_Objective_. Can you rename "grassy embankment" to "grass-covered slope" in the data starting at the line that contains "of the grassy" and ending at the line that contains "x=239, y=174", then give back only those lines with everything else unchanged?

Records of labeled points:
****************************************

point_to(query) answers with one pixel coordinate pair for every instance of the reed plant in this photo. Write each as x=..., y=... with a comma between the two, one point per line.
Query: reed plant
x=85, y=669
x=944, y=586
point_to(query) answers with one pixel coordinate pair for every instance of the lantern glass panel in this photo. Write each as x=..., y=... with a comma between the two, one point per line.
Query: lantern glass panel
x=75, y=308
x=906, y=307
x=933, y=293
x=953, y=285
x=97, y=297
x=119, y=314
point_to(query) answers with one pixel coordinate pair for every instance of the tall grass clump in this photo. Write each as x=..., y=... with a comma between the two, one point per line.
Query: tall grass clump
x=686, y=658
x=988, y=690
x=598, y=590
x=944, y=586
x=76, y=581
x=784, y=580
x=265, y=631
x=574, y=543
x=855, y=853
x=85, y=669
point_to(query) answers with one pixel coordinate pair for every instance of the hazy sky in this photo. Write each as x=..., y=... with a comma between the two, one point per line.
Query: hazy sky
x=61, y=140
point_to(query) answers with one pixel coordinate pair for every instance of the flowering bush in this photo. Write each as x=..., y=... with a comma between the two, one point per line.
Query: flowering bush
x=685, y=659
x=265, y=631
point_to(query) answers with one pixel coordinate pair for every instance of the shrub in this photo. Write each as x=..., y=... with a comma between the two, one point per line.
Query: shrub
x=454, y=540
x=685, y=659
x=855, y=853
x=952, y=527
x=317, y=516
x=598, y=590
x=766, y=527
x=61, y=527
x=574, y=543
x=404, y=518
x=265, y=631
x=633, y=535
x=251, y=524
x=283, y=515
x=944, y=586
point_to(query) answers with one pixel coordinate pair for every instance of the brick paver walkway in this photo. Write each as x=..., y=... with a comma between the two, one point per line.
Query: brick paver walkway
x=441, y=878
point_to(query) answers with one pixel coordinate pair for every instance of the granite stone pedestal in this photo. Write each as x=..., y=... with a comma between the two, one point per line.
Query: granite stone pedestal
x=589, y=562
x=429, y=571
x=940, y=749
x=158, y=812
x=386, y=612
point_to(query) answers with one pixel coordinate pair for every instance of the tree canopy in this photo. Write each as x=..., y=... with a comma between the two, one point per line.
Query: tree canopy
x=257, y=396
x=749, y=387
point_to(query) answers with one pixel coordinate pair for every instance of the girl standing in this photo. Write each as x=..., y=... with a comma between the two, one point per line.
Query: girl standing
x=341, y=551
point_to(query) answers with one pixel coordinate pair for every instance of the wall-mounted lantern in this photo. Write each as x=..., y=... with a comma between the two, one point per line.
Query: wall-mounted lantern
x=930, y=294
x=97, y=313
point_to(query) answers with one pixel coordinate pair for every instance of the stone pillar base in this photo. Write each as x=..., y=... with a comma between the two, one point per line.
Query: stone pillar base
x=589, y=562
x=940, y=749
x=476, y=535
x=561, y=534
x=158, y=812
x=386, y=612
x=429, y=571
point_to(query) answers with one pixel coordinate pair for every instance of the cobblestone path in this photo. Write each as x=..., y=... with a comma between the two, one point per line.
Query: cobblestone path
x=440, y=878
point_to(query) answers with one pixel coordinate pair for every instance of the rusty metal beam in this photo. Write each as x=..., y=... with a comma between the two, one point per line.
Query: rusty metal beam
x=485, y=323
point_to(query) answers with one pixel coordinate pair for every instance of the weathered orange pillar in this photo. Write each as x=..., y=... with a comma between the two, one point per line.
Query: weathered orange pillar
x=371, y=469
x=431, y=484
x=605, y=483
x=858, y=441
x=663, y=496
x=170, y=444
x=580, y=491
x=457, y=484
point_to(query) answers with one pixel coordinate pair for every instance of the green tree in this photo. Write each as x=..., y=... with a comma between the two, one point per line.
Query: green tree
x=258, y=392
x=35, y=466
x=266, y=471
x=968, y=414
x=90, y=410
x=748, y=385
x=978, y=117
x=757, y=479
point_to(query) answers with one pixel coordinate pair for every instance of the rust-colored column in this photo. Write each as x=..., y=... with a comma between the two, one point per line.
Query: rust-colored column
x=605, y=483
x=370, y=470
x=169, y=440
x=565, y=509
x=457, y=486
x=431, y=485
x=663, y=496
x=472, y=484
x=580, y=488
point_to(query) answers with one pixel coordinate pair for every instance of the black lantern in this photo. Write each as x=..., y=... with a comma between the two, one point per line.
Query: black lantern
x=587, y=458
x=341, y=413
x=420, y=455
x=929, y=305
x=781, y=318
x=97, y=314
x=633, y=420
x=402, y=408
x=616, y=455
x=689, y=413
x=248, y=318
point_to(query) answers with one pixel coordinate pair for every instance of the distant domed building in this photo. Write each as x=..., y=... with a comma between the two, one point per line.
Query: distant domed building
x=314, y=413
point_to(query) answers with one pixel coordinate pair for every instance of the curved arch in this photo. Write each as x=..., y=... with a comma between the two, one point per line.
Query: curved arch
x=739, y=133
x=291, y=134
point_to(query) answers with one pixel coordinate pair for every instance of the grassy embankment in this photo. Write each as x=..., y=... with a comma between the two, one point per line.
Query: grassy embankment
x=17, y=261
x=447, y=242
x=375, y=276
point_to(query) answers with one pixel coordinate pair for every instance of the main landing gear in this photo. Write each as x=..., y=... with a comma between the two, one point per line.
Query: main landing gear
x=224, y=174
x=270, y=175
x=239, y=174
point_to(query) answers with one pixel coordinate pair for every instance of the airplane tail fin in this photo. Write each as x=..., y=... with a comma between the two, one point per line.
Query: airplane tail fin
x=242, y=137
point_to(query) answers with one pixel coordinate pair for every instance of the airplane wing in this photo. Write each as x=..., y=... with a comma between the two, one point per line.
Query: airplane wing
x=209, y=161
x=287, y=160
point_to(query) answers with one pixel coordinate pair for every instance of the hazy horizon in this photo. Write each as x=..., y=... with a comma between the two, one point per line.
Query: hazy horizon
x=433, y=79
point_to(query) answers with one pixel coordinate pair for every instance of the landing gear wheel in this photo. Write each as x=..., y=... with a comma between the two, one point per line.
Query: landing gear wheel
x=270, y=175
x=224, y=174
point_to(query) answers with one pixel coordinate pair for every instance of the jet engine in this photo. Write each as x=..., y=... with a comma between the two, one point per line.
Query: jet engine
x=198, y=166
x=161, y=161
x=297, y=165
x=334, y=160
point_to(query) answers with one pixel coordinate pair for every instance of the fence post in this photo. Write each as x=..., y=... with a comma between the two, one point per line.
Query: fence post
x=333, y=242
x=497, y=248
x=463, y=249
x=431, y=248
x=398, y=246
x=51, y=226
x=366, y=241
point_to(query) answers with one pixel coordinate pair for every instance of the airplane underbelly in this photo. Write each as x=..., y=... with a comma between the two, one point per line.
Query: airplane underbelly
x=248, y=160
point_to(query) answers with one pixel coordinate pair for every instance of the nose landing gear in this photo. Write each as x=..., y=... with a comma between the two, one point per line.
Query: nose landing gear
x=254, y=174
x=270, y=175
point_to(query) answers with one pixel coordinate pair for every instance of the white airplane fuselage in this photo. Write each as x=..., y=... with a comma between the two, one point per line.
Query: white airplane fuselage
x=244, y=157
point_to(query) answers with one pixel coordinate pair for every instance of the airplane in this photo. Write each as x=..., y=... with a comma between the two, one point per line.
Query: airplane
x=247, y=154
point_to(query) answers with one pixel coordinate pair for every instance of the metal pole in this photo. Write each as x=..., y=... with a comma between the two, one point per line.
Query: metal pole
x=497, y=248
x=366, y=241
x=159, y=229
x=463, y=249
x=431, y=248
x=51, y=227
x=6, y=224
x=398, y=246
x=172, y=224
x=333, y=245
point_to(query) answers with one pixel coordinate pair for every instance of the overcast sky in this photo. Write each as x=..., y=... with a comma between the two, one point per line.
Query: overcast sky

****************************************

_The result_.
point_to(query) answers with one pixel coordinate pair for every instance of the grass-covered slope in this photo. Write each as x=..., y=... with a comma between the two, one point per line.
Query: grass-covered slope
x=17, y=261
x=447, y=242
x=375, y=276
point_to(query) answers with one pixel coordinate pair for every instance of the main landing gear in this photo. Write each as x=..., y=... with a comma between the two, one point per line.
Query: main landing gear
x=224, y=174
x=270, y=175
x=239, y=174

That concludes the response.